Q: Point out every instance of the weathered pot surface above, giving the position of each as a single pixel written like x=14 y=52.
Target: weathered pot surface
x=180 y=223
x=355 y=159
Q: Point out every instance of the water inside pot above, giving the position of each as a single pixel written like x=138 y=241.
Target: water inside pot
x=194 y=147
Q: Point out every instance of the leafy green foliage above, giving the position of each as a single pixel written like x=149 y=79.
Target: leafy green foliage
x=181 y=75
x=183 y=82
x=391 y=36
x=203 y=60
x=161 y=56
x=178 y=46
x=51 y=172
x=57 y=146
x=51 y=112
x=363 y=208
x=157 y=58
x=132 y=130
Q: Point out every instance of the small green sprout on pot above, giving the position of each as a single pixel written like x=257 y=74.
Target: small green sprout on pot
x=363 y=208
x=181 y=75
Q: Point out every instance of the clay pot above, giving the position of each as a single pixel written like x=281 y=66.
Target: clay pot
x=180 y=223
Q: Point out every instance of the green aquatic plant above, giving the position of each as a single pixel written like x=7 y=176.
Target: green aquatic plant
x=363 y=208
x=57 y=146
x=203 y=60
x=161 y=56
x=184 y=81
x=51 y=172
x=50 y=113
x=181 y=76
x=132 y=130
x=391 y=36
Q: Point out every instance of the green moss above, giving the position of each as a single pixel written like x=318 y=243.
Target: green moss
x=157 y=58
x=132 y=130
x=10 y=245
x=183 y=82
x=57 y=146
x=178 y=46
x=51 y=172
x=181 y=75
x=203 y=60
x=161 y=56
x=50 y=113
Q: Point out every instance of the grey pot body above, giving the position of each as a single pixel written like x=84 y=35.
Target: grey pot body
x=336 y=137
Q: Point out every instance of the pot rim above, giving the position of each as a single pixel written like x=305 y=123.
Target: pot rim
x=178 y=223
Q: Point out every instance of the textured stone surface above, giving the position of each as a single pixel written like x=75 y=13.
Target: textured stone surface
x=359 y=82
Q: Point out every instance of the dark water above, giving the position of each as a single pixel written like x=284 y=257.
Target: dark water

|---|

Required action: Copy the entries above exactly, but only from the line holding "Target: weathered pot surface" through the line holding "Q: Point out every instance of the leafy", both included.

Finished task:
Target: weathered pot surface
x=180 y=223
x=355 y=159
Q: Point out every instance of the water inside pot above, giving the position of each as a single pixel written like x=138 y=241.
Target: water inside pot
x=194 y=147
Q: Point out every instance of the leafy green foliage above, giving the position of each as a single pixel written like x=149 y=79.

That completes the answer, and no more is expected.